Source document:
----

A statement from the CCLA said that the lawsuit against the province has been dropped with the news that the government has ended police access to the database.
Abby Deshman, director of the Criminal Justice Program for the CCLA, said she’s pleased Ontario “backed away from this intrusive and discriminatory measure.”
“We remain deeply concerned, however, about the information that police services across the province have already amassed,” said Deshman.
Data released in the context of the legal action showed that Ontario police services conducted over 95,000 searches of the database while it was active.
Thunder Bay, Durham police behind over 40% of searches
Over 40 per cent of these searches were conducted by either the Thunder Bay Police Service or Durham Region Police Service.
Thunder Bay police accessed the personal health information in the database over 14,800 times — a rate of access that is 10 times higher than the provincial average — even though the area has reported only 100 COVID-19 cases since the outset of the pandemic.
“Black Ontarians know all too well the lasting discriminatory impact of information stored in police databases,” said Ruth Goba, executive director of BLAC.
“Hyper-surveillance of Black communities is a current manifestation of our history of enslavement, and it is this history and its legacy that is directly responsible for our current state of inequity in Ontario and Canada.”
Province allowed police access through emergency order
In early April, the Ontario government passed an emergency order under the Emergency Management and Civil Protection Act that allowed police to obtain the names, addresses and dates of birth of Ontarians who had tested positive for COVID-19.
The human rights organizations said they wrote to the government expressing concerns about the utility and legality of sharing sensitive personal health information.
When they didn’t hear back, the groups said they filed an urgent court application challenging Ontario’s decision to release this information to police because they argued it breached provincial health privacy protections and violated individuals’ constitutional rights to privacy and equality.

----

Data pulled from a collection
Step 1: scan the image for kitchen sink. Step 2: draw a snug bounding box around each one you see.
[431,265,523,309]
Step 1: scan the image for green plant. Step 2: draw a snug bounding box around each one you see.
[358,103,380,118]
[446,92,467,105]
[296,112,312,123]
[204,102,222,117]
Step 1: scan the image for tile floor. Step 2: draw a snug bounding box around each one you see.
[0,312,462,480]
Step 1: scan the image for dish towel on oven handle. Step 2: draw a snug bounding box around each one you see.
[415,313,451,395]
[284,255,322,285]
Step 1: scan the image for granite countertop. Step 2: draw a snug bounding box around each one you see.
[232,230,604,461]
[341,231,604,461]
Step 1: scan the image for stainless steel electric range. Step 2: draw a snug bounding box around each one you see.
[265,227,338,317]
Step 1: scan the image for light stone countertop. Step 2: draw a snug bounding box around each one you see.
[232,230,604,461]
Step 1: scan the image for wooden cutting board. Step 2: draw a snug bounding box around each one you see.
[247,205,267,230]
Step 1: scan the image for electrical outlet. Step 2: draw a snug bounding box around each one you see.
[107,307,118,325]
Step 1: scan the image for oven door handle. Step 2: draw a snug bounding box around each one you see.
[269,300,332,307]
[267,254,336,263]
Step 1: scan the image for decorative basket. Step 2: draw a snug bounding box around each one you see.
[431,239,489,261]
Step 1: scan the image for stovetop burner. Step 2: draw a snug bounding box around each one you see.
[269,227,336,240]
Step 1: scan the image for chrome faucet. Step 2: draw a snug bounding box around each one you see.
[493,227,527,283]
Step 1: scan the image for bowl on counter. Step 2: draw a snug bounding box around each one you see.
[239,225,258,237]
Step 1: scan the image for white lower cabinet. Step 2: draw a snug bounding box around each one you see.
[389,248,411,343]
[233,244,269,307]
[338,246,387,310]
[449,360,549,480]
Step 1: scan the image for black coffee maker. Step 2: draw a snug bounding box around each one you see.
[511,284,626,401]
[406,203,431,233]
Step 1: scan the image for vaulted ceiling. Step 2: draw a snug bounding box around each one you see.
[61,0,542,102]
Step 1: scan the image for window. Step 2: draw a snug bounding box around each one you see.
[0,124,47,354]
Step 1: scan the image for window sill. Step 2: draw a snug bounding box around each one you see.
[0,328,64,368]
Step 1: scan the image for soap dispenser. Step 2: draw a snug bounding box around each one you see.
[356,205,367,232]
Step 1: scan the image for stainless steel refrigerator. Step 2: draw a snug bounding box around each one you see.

----

Aim of the task:
Output the passage of the article on police access to Ontario's COVID-19 database between "Data released in" and "director of BLAC.", inclusive, without changing a word. The lines have no connection to the article.

Response:
Data released in the context of the legal action showed that Ontario police services conducted over 95,000 searches of the database while it was active.
Thunder Bay, Durham police behind over 40% of searches
Over 40 per cent of these searches were conducted by either the Thunder Bay Police Service or Durham Region Police Service.
Thunder Bay police accessed the personal health information in the database over 14,800 times — a rate of access that is 10 times higher than the provincial average — even though the area has reported only 100 COVID-19 cases since the outset of the pandemic.
“Black Ontarians know all too well the lasting discriminatory impact of information stored in police databases,” said Ruth Goba, executive director of BLAC.